■ **Required task A**
According to the text, in which state was the small town where a six-year-old girl was killed on Christmas Eve?

-- Text start --

With the regurgitated hollow of greedy promises
and sycophantic evil, the lickspittle hounds of
perversity package our collective grief, and with
depraved, whore-like lust, sell it back to us for
nothing less than our battered souls, politics and
thirty pieces of tarnished silver.
On a chilly night on Christmas eve, in a small town in Colorado, a
six-year-old girl was brutally raped and murdered. Not much was
happening in the O.J. civil trial...Bill Clinton and Newt Gingrich
were being nauseatingly sweet to one another, feeling, perhaps, that their shut-down gift the
Christmas before was more fun giving then the ethics scrutiny they were receiving this year
in return. The shark-like media, stuffed and lazy, circled the tank of American obdurance
and prejudice, slowly in sinful abundance. And further South in Petaluma California, Polly
Klaas lay in her grave, silent, still and forgotten.

-- Text end --
-- Extracted information start --

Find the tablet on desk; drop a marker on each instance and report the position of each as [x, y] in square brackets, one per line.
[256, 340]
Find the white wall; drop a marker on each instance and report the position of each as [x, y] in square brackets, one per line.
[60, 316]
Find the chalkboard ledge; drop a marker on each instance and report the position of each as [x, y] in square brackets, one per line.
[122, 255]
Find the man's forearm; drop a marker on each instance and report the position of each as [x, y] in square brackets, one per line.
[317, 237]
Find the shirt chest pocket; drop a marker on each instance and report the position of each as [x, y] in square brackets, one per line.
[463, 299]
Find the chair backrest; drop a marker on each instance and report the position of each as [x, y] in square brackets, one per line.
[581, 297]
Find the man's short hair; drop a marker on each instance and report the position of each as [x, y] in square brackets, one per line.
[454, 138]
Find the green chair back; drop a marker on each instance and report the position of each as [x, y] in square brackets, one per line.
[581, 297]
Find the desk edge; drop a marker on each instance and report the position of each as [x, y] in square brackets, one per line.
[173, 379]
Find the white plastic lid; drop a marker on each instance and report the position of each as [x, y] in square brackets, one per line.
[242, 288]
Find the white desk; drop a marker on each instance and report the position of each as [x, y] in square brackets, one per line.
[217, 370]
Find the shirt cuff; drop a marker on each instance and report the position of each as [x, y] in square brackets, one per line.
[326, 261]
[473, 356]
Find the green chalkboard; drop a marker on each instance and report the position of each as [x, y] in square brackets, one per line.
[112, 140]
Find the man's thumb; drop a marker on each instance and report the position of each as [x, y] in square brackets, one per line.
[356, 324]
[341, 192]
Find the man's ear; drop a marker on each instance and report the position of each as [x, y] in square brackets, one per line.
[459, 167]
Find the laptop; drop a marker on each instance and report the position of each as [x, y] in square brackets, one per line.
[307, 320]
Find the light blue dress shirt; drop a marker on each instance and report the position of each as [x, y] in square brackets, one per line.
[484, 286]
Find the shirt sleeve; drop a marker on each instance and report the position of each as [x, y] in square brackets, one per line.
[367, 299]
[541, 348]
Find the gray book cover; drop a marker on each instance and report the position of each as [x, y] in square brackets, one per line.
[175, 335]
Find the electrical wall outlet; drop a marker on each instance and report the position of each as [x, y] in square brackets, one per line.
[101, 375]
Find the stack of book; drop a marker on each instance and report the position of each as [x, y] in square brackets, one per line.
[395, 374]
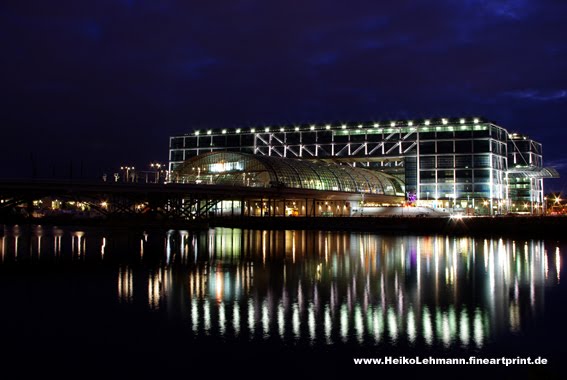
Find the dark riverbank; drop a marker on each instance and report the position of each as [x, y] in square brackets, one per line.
[525, 226]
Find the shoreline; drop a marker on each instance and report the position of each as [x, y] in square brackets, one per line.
[525, 226]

-- Extracted information end --

■ **Required task B**
Count the lines of the listing that contain the string "wall", treating case as significant, and give only the number.

■ **Correct answer A**
Colorado.

■ **Correct answer B**
2